Pointing items
<<<<

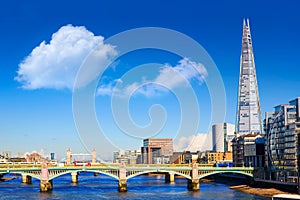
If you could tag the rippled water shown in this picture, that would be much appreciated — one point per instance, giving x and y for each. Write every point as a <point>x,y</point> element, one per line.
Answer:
<point>104,187</point>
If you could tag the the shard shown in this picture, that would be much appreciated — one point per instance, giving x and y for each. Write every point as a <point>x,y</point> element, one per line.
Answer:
<point>248,119</point>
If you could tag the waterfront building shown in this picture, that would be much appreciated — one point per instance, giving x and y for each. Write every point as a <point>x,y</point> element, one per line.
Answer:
<point>157,150</point>
<point>127,156</point>
<point>238,151</point>
<point>282,129</point>
<point>222,134</point>
<point>217,157</point>
<point>183,157</point>
<point>254,151</point>
<point>248,118</point>
<point>52,157</point>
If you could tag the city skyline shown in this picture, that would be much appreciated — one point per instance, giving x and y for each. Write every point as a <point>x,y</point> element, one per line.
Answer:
<point>36,111</point>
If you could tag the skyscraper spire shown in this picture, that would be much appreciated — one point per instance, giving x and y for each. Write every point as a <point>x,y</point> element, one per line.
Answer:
<point>248,119</point>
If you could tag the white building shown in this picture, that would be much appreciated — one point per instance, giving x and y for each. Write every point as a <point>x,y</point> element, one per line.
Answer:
<point>222,134</point>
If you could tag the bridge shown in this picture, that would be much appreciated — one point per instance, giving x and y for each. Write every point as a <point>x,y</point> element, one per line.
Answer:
<point>192,172</point>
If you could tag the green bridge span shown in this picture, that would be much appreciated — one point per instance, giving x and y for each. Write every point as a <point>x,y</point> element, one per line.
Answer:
<point>122,173</point>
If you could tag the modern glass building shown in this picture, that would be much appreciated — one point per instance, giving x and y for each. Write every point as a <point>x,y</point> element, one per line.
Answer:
<point>248,119</point>
<point>222,134</point>
<point>282,141</point>
<point>157,150</point>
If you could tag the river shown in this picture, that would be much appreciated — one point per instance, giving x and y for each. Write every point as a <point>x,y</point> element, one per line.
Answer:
<point>104,187</point>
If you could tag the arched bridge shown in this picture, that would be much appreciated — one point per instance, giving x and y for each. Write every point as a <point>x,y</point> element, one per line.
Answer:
<point>122,173</point>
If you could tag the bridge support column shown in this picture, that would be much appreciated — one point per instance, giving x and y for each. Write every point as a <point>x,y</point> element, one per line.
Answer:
<point>122,178</point>
<point>45,184</point>
<point>74,177</point>
<point>194,183</point>
<point>26,179</point>
<point>169,178</point>
<point>122,185</point>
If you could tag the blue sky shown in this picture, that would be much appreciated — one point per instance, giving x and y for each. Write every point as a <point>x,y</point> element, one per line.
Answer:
<point>41,116</point>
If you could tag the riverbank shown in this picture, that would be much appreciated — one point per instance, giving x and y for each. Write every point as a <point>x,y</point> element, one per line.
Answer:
<point>267,192</point>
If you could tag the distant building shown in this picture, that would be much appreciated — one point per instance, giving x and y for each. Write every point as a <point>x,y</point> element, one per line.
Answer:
<point>216,157</point>
<point>248,119</point>
<point>282,147</point>
<point>248,150</point>
<point>157,150</point>
<point>127,156</point>
<point>222,134</point>
<point>6,154</point>
<point>254,152</point>
<point>182,157</point>
<point>238,151</point>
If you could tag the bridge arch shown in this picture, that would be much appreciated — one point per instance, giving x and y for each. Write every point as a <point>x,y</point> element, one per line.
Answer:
<point>219,172</point>
<point>162,171</point>
<point>36,176</point>
<point>85,170</point>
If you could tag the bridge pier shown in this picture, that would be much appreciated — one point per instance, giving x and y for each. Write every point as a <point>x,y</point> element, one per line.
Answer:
<point>46,186</point>
<point>122,185</point>
<point>74,177</point>
<point>26,179</point>
<point>194,183</point>
<point>169,178</point>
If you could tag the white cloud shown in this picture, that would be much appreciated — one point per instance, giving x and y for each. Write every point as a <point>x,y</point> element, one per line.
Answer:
<point>199,142</point>
<point>169,77</point>
<point>56,64</point>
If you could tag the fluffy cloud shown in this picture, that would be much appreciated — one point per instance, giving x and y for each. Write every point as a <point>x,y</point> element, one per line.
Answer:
<point>56,64</point>
<point>168,77</point>
<point>201,141</point>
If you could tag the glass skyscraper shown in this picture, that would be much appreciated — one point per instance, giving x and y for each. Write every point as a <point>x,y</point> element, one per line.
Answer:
<point>248,119</point>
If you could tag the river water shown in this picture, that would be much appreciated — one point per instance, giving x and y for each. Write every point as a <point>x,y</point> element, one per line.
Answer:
<point>104,187</point>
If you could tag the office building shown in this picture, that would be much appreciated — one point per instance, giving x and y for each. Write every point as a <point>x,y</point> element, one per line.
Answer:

>>>>

What to work on -> Lay out as a numbered list the lines from the one containing "If you could tag the city" through the one containing "<point>36,111</point>", counting both, and omit any blank lines.

Task response ->
1. If you could tag the city skyline shown in this picture, that would be much appreciated — one point per instance, giving x and y for each. Write every point as a <point>x,y</point> element, one per line.
2. Answer:
3. <point>36,111</point>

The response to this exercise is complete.